▶ SHORT TASK: From the line with "of the distant" through the final line, please write out the listing exactly, including both of those lines.

▶ DATA LINES:

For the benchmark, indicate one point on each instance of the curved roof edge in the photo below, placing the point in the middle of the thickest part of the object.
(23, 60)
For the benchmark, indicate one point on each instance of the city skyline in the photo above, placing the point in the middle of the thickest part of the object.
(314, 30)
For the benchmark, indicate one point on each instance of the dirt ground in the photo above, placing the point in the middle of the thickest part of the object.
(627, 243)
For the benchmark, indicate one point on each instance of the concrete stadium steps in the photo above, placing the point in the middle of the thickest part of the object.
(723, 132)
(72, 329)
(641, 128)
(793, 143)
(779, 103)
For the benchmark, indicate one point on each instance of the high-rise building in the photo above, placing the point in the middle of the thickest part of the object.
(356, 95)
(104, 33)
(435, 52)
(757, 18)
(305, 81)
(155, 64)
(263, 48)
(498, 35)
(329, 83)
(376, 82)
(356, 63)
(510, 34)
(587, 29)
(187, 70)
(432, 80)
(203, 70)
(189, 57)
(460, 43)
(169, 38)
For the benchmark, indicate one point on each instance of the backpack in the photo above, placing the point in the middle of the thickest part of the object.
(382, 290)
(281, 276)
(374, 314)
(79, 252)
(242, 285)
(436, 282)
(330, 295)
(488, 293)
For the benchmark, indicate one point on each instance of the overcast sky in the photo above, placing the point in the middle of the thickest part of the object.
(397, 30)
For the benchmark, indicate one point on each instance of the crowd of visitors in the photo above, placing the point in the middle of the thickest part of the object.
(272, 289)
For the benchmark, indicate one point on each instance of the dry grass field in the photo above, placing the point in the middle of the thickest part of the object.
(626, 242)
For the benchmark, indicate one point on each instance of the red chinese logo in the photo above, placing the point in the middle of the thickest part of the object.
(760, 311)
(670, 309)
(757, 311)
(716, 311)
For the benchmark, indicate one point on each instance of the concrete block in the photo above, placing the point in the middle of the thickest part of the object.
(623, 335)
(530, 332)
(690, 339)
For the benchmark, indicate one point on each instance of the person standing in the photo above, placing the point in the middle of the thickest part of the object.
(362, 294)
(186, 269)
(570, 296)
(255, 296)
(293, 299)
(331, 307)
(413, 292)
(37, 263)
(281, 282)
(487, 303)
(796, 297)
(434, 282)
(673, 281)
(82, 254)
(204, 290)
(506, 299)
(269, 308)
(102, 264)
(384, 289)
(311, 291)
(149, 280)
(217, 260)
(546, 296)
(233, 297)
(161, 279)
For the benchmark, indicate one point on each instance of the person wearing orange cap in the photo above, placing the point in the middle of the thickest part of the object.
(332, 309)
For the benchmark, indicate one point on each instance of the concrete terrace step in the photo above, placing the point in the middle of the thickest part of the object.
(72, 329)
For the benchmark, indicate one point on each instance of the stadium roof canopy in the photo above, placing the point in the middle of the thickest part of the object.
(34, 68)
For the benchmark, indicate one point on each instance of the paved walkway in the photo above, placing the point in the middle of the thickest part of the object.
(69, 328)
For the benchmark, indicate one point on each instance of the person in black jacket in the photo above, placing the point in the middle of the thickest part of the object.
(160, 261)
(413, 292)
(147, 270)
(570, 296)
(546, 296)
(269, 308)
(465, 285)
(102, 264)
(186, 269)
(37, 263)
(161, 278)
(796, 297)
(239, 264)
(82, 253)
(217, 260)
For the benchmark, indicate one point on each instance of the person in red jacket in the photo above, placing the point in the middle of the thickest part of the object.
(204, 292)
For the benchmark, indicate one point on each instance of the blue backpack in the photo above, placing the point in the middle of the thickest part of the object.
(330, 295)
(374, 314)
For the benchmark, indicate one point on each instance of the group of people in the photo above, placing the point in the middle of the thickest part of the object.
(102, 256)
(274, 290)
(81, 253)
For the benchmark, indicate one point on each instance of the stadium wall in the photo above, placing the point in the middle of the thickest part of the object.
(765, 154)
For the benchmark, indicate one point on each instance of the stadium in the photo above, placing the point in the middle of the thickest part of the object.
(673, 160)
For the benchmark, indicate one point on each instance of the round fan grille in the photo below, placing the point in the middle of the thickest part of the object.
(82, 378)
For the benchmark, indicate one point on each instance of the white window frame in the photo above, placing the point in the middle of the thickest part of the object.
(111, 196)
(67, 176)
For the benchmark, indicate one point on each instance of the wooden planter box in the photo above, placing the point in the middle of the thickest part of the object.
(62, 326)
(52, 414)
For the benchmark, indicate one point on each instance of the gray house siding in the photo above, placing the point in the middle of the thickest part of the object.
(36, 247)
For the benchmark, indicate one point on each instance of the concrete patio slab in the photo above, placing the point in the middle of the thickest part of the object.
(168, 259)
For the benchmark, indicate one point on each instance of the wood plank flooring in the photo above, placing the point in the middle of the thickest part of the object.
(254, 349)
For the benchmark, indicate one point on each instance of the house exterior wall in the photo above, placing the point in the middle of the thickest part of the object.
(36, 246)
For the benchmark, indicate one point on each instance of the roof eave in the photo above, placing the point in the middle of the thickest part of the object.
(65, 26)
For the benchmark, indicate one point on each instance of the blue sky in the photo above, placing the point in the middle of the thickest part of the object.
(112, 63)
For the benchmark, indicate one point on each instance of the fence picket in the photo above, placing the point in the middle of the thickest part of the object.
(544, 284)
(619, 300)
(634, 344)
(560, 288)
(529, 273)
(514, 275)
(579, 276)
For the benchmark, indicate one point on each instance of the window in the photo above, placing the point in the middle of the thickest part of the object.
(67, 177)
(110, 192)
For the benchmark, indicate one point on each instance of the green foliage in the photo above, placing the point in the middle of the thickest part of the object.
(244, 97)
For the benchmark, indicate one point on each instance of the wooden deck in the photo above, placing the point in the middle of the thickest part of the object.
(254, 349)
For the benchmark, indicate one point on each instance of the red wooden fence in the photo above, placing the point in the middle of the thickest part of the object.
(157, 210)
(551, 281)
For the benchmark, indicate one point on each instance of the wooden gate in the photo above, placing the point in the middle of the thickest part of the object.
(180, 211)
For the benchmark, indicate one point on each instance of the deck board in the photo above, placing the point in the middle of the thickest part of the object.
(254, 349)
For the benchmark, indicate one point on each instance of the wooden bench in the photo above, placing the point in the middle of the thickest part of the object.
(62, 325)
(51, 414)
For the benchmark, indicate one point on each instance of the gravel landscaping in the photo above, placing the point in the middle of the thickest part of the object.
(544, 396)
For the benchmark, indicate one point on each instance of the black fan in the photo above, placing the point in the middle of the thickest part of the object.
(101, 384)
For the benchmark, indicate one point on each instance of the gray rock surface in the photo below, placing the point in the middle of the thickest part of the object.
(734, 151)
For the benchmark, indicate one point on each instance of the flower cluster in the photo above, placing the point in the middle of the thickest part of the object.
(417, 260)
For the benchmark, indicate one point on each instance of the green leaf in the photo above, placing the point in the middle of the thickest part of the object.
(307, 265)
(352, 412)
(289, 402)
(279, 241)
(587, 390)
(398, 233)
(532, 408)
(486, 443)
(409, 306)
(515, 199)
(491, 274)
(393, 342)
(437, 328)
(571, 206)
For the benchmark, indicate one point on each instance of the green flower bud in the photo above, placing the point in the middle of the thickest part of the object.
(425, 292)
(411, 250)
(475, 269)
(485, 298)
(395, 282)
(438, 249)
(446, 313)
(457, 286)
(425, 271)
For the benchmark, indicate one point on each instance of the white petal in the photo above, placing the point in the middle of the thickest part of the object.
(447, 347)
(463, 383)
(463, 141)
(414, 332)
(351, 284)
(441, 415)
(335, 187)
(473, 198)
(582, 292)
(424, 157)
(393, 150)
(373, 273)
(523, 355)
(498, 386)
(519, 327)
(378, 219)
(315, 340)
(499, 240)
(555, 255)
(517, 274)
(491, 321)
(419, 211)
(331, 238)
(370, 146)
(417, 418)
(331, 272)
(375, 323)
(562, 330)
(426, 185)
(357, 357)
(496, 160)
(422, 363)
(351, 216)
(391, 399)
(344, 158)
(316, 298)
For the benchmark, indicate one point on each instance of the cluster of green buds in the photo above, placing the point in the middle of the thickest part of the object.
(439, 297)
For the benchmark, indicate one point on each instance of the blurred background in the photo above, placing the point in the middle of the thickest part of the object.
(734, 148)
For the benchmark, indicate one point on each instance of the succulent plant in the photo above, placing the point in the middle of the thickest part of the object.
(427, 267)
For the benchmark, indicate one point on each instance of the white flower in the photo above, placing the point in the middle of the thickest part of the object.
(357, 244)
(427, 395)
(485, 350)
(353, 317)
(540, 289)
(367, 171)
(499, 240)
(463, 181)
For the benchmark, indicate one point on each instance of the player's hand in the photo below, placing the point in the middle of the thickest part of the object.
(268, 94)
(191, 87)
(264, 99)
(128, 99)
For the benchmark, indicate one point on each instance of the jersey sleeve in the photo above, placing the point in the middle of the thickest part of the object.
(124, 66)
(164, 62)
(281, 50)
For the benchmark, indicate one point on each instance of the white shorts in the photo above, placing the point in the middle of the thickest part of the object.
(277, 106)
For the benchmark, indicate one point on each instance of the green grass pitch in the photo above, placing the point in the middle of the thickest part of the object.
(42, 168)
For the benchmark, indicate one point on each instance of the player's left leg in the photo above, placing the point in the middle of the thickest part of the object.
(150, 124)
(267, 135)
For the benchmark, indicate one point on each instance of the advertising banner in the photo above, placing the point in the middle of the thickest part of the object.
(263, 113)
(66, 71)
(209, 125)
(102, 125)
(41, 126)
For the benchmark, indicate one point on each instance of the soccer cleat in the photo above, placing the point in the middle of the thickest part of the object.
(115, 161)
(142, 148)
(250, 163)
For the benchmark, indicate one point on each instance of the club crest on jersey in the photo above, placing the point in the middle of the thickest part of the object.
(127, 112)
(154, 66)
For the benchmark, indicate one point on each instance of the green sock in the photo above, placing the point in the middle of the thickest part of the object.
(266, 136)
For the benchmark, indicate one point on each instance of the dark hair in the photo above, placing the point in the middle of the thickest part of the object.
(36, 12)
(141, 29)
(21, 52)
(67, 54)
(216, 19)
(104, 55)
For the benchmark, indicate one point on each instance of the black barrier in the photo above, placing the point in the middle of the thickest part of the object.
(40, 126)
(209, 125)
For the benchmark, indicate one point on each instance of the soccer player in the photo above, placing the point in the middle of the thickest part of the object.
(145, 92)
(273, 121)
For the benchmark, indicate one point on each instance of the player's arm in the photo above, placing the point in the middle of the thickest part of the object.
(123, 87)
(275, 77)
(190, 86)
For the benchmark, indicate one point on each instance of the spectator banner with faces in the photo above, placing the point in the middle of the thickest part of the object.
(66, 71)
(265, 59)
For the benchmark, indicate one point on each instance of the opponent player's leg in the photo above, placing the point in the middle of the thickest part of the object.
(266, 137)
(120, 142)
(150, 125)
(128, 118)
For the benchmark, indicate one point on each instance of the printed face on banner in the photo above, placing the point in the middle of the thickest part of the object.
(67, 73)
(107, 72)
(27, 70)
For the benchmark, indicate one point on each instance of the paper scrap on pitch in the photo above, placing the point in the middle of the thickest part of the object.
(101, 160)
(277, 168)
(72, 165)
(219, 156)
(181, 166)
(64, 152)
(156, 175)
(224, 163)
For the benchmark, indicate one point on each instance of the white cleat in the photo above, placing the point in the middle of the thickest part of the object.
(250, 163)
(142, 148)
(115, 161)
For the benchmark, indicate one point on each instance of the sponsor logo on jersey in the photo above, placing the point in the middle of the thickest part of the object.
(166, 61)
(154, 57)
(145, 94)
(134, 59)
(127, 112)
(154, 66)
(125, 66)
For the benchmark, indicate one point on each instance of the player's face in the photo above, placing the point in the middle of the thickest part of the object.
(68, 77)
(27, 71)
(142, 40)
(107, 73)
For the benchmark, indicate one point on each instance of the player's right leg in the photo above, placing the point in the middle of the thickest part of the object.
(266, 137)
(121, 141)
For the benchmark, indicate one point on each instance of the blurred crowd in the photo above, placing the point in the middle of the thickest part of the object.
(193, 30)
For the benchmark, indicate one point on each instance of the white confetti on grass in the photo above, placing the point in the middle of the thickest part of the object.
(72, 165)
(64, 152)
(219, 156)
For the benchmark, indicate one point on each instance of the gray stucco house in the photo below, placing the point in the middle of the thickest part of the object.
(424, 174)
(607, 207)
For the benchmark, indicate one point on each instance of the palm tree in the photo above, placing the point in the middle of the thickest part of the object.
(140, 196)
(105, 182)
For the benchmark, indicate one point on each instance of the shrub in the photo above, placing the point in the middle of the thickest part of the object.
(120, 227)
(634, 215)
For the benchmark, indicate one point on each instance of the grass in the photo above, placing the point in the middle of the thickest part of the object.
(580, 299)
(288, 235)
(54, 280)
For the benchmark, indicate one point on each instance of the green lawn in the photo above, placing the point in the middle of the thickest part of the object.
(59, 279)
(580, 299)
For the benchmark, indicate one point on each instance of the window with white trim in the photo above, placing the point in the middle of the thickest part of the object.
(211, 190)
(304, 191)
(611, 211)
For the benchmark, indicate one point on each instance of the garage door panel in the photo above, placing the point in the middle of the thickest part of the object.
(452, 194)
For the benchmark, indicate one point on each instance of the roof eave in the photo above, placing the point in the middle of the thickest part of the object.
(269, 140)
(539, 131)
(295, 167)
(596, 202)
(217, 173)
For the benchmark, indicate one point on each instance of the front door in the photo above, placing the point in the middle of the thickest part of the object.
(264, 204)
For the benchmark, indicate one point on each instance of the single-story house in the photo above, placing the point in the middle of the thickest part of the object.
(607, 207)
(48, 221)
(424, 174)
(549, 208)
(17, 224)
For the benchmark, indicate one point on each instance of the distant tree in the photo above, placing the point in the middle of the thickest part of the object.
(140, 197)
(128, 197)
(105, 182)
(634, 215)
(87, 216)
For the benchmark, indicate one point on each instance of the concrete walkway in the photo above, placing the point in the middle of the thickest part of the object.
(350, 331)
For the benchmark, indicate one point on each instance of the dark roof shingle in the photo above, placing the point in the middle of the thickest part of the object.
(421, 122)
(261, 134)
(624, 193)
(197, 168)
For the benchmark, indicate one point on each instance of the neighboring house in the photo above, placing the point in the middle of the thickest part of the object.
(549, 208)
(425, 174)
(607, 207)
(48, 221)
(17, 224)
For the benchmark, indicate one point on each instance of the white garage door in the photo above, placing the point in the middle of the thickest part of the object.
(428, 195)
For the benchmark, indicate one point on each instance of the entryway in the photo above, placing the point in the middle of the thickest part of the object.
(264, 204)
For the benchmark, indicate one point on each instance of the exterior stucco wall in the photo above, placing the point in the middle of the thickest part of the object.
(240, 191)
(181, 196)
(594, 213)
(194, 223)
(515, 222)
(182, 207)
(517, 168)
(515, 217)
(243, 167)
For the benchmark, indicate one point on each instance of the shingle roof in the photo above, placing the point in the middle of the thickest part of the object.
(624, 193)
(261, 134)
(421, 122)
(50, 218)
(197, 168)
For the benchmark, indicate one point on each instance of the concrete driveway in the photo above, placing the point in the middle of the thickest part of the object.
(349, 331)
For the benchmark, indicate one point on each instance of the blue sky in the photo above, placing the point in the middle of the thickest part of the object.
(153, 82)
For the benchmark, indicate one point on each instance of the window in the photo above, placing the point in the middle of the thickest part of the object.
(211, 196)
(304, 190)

▶ CORRECT ANSWER:
For the benchmark, indicate one point on each instance of the distant tree in the photo above, placing the point in the middle of the thickest part of the object.
(140, 197)
(128, 197)
(105, 182)
(634, 215)
(87, 216)
For the benchmark, indicate one point on each instance of the concrete walkway in the photo above, placing the point in the middle of the thickest part of the object.
(350, 331)
For the benchmark, indicate one point on each instance of the dark roof shingle in the photo above, placing the point in the middle of the thickest part of the object.
(421, 122)
(261, 134)
(624, 193)
(197, 168)
For the benchmark, indicate one point on each instance of the neighboring house in the photo above, placing the point in the middle of the thickest part of the object.
(549, 208)
(425, 174)
(607, 207)
(48, 221)
(17, 224)
For the benchmark, indicate one point on each instance of the white garage door in the photo above, placing the point in the middle of the thickest part of the object.
(428, 195)
For the benchmark, indicate one point on each instance of the entryway in the photo above, placing the point in the middle of the thickest part of the object.
(264, 204)
For the benchmark, indicate one point on each instance of the exterior stucco wall in the photo above, placing the point in the middle of the thickest part of the object.
(240, 191)
(181, 196)
(594, 213)
(194, 223)
(515, 222)
(182, 207)
(517, 168)
(515, 217)
(243, 167)
For the benchmark, indicate one point on each instance of the shingle roof in the photo above, placing the point in the middle of the thickest part of the object.
(624, 193)
(261, 134)
(421, 122)
(50, 218)
(197, 168)
For the benchmark, indicate one point on each instance of the concrete driveway in the photo above, placing the point in the middle of the thickest part of the object.
(349, 331)
For the benchmark, indicate one point on each instance of the blue sky in the photo above, placing the point in the middle of the thickest part of the object.
(153, 82)
For the benchmark, indicate one point on each instance of the window in the photo above, placing the point in the middle of the thickest part of the object.
(211, 196)
(304, 190)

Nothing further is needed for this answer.